> **EXCERPTED DATA**
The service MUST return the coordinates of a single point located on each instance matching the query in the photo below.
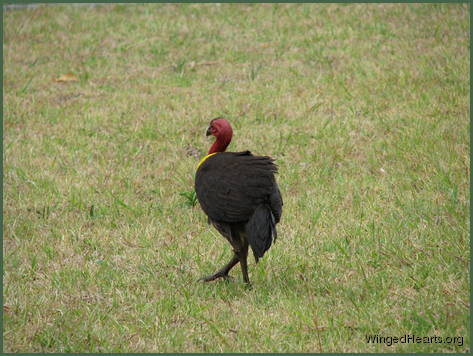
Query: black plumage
(239, 194)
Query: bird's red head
(221, 129)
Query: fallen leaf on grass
(68, 77)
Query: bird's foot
(215, 276)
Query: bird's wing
(230, 186)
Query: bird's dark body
(241, 198)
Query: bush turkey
(239, 194)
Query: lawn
(365, 109)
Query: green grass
(364, 107)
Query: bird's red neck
(220, 145)
(223, 135)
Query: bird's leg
(223, 272)
(242, 256)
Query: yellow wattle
(203, 159)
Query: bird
(239, 194)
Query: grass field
(364, 107)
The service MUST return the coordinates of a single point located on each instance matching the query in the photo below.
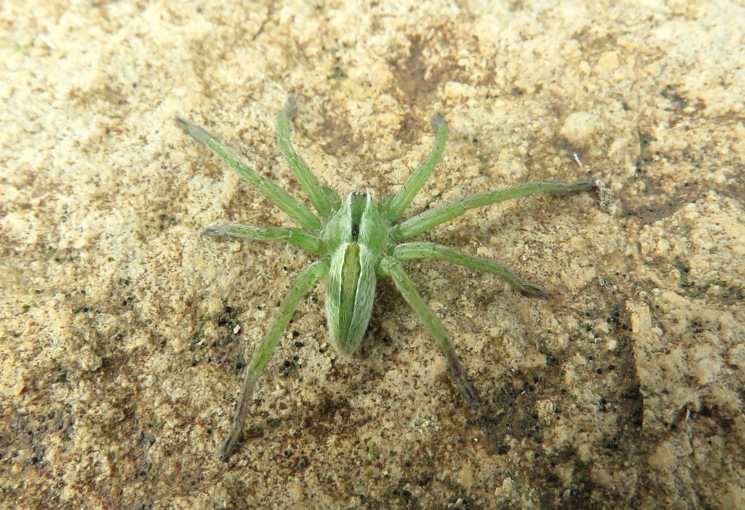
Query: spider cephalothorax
(357, 240)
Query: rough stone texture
(123, 331)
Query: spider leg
(415, 251)
(299, 238)
(445, 212)
(267, 188)
(416, 180)
(316, 194)
(299, 288)
(389, 266)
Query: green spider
(359, 239)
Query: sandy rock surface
(124, 331)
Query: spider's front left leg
(299, 288)
(423, 250)
(325, 200)
(445, 212)
(299, 238)
(418, 177)
(389, 266)
(279, 197)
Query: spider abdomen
(350, 288)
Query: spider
(359, 239)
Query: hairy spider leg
(318, 196)
(294, 236)
(389, 266)
(419, 176)
(418, 251)
(279, 197)
(445, 212)
(302, 284)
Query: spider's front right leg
(389, 266)
(299, 288)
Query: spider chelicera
(358, 239)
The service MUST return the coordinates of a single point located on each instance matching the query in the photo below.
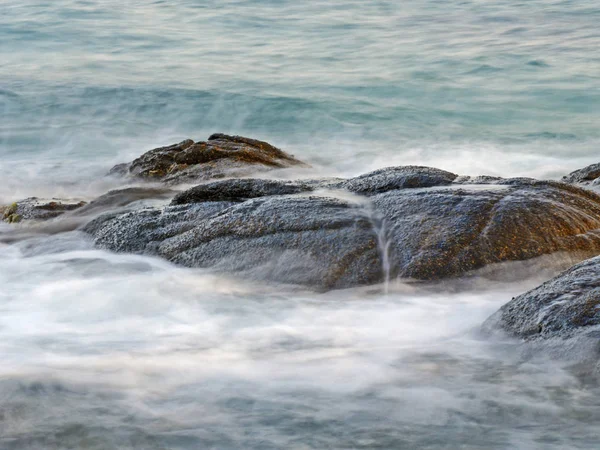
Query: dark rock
(587, 175)
(238, 190)
(560, 318)
(281, 231)
(219, 157)
(563, 307)
(34, 208)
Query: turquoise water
(104, 351)
(507, 87)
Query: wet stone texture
(219, 157)
(329, 234)
(560, 318)
(587, 175)
(34, 208)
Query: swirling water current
(103, 351)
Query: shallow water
(119, 351)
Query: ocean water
(103, 351)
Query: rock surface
(337, 233)
(219, 157)
(563, 307)
(35, 208)
(585, 176)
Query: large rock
(219, 157)
(34, 208)
(563, 307)
(398, 222)
(585, 176)
(560, 318)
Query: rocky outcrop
(587, 175)
(339, 233)
(564, 307)
(219, 157)
(35, 208)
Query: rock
(585, 176)
(323, 234)
(119, 198)
(563, 307)
(34, 208)
(560, 318)
(219, 157)
(403, 177)
(239, 190)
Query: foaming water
(120, 351)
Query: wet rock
(323, 234)
(240, 190)
(585, 176)
(34, 208)
(119, 198)
(219, 157)
(403, 177)
(563, 307)
(559, 319)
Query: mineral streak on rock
(563, 307)
(218, 157)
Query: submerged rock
(585, 176)
(35, 208)
(560, 318)
(218, 157)
(397, 222)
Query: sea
(117, 351)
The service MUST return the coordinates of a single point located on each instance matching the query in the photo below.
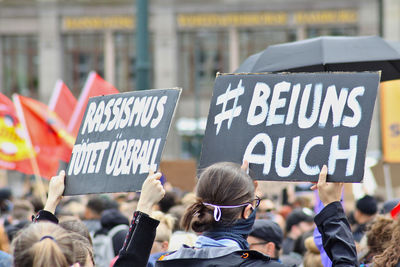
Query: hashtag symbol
(224, 99)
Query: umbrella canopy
(328, 53)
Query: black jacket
(337, 238)
(216, 256)
(138, 241)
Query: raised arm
(56, 189)
(140, 238)
(332, 223)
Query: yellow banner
(232, 19)
(390, 120)
(12, 143)
(326, 17)
(98, 23)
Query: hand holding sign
(56, 189)
(152, 192)
(328, 192)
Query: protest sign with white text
(288, 125)
(120, 139)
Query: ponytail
(198, 217)
(48, 253)
(220, 185)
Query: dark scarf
(238, 232)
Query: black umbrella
(328, 53)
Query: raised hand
(56, 189)
(152, 192)
(328, 192)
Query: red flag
(62, 101)
(395, 211)
(14, 151)
(46, 133)
(94, 86)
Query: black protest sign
(289, 125)
(121, 137)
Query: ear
(247, 211)
(270, 248)
(164, 245)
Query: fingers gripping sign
(328, 192)
(152, 192)
(56, 190)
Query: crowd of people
(227, 221)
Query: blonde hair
(164, 229)
(43, 244)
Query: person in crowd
(389, 205)
(142, 231)
(266, 237)
(163, 235)
(113, 220)
(168, 201)
(390, 257)
(299, 222)
(224, 213)
(20, 217)
(366, 209)
(332, 223)
(312, 257)
(44, 244)
(84, 253)
(378, 237)
(94, 207)
(76, 226)
(337, 239)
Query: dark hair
(224, 184)
(43, 244)
(167, 202)
(76, 226)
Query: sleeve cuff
(44, 215)
(332, 209)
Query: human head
(22, 210)
(366, 208)
(96, 205)
(266, 237)
(224, 184)
(379, 234)
(299, 221)
(164, 231)
(76, 226)
(83, 250)
(43, 244)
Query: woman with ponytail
(224, 214)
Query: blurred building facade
(45, 40)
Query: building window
(82, 54)
(341, 31)
(256, 40)
(201, 55)
(19, 65)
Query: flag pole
(35, 166)
(388, 181)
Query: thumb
(322, 174)
(151, 172)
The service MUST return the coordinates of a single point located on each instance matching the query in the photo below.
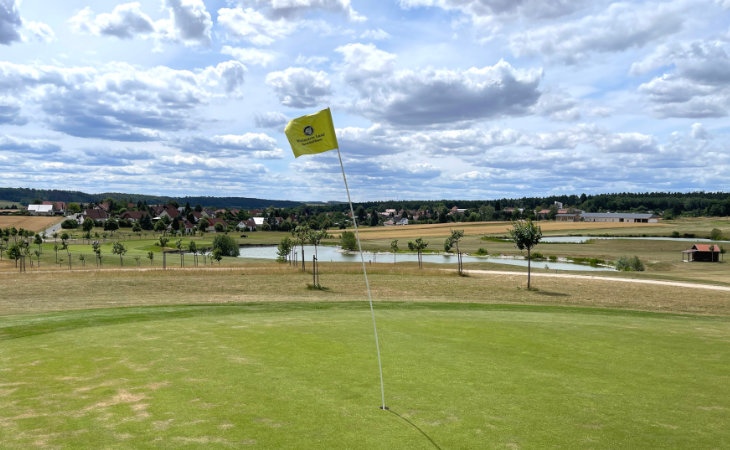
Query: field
(36, 224)
(246, 353)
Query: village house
(97, 215)
(58, 207)
(620, 217)
(702, 252)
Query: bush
(225, 245)
(629, 264)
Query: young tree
(315, 237)
(88, 225)
(525, 235)
(456, 236)
(193, 248)
(226, 245)
(284, 248)
(119, 249)
(348, 241)
(418, 245)
(301, 233)
(178, 244)
(38, 240)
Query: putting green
(306, 376)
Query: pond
(335, 254)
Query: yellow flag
(311, 134)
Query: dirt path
(618, 280)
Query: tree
(193, 248)
(394, 248)
(38, 240)
(119, 249)
(315, 237)
(284, 248)
(525, 235)
(226, 245)
(301, 233)
(348, 241)
(217, 255)
(418, 245)
(163, 241)
(178, 245)
(452, 240)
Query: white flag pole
(367, 283)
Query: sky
(431, 99)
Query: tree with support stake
(525, 235)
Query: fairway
(304, 375)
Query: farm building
(702, 252)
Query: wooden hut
(702, 252)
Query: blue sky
(432, 99)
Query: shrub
(629, 264)
(225, 245)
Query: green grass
(296, 375)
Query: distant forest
(666, 204)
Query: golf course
(121, 353)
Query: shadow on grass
(435, 445)
(550, 294)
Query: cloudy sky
(432, 99)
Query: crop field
(33, 223)
(247, 354)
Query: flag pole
(367, 283)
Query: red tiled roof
(706, 248)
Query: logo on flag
(314, 133)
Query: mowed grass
(304, 375)
(33, 223)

> **DIRECTIONS FOR THIS TASK**
Each record above is to be returned unchanged, while any picture it holds stays out.

> **RESULT OF THIS TASK**
The service MUST return the coordinates of a single point located on each instance matching the query in the photo below.
Query: black plumage
(239, 194)
Query: bird's red head
(221, 129)
Query: fallen leaf on grass
(68, 77)
Query: bird's foot
(215, 276)
Query: bird's wing
(230, 186)
Query: bird's dark body
(241, 198)
Query: bush turkey
(239, 194)
Query: lawn
(365, 109)
Query: green grass
(364, 107)
Query: bird's red neck
(220, 145)
(223, 135)
Query: bird's leg
(223, 272)
(242, 256)
Query: yellow wattle
(203, 159)
Query: bird
(239, 194)
Query: grass field
(364, 107)
The service MUST return the coordinates of a single point located on each instance matching the query in the photo below.
Query: spider cephalothorax
(357, 240)
Query: rough stone texture
(123, 331)
Query: spider leg
(415, 251)
(299, 238)
(445, 212)
(267, 188)
(416, 180)
(316, 194)
(299, 288)
(389, 266)
Query: green spider
(359, 239)
Query: sandy rock surface
(124, 331)
Query: spider's front left leg
(299, 288)
(423, 250)
(325, 200)
(445, 212)
(299, 238)
(418, 177)
(389, 266)
(279, 197)
Query: spider abdomen
(350, 288)
Query: spider
(359, 239)
Query: hairy spider leg
(318, 196)
(294, 236)
(389, 266)
(419, 176)
(418, 251)
(279, 197)
(445, 212)
(302, 284)
Query: spider's front right leg
(389, 266)
(299, 288)
Query: spider chelicera
(358, 239)
The service MUST return the coordinates of a single point located on each instance matching the query in the photo below.
Query: dark rock
(587, 175)
(238, 190)
(560, 318)
(281, 231)
(219, 157)
(563, 307)
(34, 208)
Query: turquoise water
(104, 351)
(507, 87)
Query: wet stone texture
(219, 157)
(329, 234)
(560, 318)
(587, 175)
(34, 208)
Query: swirling water current
(103, 351)
Query: shallow water
(119, 351)
Query: ocean water
(103, 351)
Query: rock surface
(337, 233)
(219, 157)
(563, 307)
(35, 208)
(585, 176)
Query: large rock
(219, 157)
(34, 208)
(563, 307)
(398, 222)
(585, 176)
(560, 318)
Query: rocky outcrop
(587, 175)
(339, 233)
(564, 307)
(219, 157)
(35, 208)
Query: rock
(585, 176)
(323, 234)
(119, 198)
(563, 307)
(34, 208)
(560, 318)
(219, 157)
(403, 177)
(239, 190)
Query: foaming water
(120, 351)
Query: wet rock
(323, 234)
(240, 190)
(585, 176)
(34, 208)
(119, 198)
(219, 157)
(403, 177)
(563, 307)
(559, 319)
Query: mineral streak on rock
(563, 307)
(218, 157)
Query: submerged rock
(585, 176)
(35, 208)
(560, 318)
(218, 157)
(397, 222)
Query: sea
(117, 351)
The service MUST return the coordinates of a single point located on each instance matching the query in the photo below.
Query: hashtag symbol
(224, 99)
Query: umbrella canopy
(328, 53)
Query: black jacket
(337, 238)
(216, 256)
(138, 241)
Query: raised arm
(56, 189)
(140, 238)
(332, 223)
Query: yellow banner
(232, 19)
(390, 120)
(12, 143)
(326, 17)
(98, 23)
Query: hand holding sign
(56, 189)
(152, 192)
(328, 192)
Query: protest sign with white text
(288, 125)
(120, 139)
Query: ponytail
(198, 217)
(48, 253)
(220, 185)
Query: dark scarf
(238, 232)
Query: black umbrella
(328, 53)
Query: raised hand
(56, 189)
(152, 192)
(328, 192)
Query: red flag
(62, 101)
(395, 211)
(14, 151)
(46, 133)
(94, 86)
Query: black protest sign
(289, 125)
(121, 137)
Query: ear
(247, 211)
(270, 248)
(164, 245)
Query: fingers gripping sign
(328, 192)
(152, 192)
(56, 190)
Query: crowd of people
(227, 221)
Query: blonde hair
(164, 229)
(43, 244)
Query: person in crowd
(389, 205)
(142, 231)
(266, 237)
(163, 235)
(113, 220)
(168, 201)
(390, 257)
(299, 222)
(224, 213)
(20, 217)
(366, 209)
(332, 223)
(312, 257)
(44, 244)
(84, 253)
(378, 237)
(94, 207)
(76, 226)
(337, 239)
Query: dark hair
(224, 184)
(43, 244)
(167, 202)
(76, 226)
Query: sleeve cuff
(44, 215)
(332, 209)
Query: human head
(22, 210)
(366, 208)
(96, 205)
(266, 237)
(224, 184)
(379, 234)
(299, 221)
(164, 231)
(76, 226)
(83, 250)
(43, 244)
Query: woman with ponytail
(224, 214)
Query: blurred building facade
(45, 40)
Query: building window
(82, 54)
(341, 31)
(256, 40)
(201, 55)
(19, 65)
Query: flag pole
(35, 166)
(388, 181)
Query: thumb
(322, 174)
(151, 172)
The service MUST return the coordinates of a single point located on each instance matching the query in the photo below.
Query: field
(36, 224)
(246, 353)
Query: village house
(97, 215)
(58, 207)
(620, 217)
(702, 252)
Query: bush
(225, 245)
(629, 264)
Query: young tree
(315, 237)
(88, 225)
(525, 235)
(456, 236)
(193, 248)
(226, 245)
(284, 248)
(119, 249)
(348, 241)
(418, 245)
(301, 233)
(178, 244)
(38, 240)
Query: putting green
(306, 376)
Query: pond
(335, 254)
Query: yellow flag
(311, 134)
Query: dirt path
(618, 280)
Query: tree
(193, 248)
(394, 248)
(38, 240)
(119, 249)
(315, 237)
(284, 248)
(525, 235)
(226, 245)
(301, 233)
(348, 241)
(217, 255)
(418, 245)
(163, 241)
(178, 245)
(452, 240)
Query: white flag pole
(367, 283)
Query: sky
(431, 99)
Query: tree with support stake
(525, 235)
Query: fairway
(304, 375)
Query: farm building
(702, 252)
Query: wooden hut
(702, 252)
Query: blue sky
(432, 99)
Query: shrub
(629, 264)
(225, 245)
Query: green grass
(296, 375)
Query: distant forest
(666, 204)
Query: golf course
(121, 353)
Query: shadow on grass
(435, 445)
(550, 294)
Query: cloudy sky
(432, 99)
Query: crop field
(33, 223)
(247, 354)
Query: flag pole
(367, 283)
Query: red tiled roof
(706, 248)
Query: logo on flag
(314, 133)
Query: mowed grass
(304, 375)
(33, 223)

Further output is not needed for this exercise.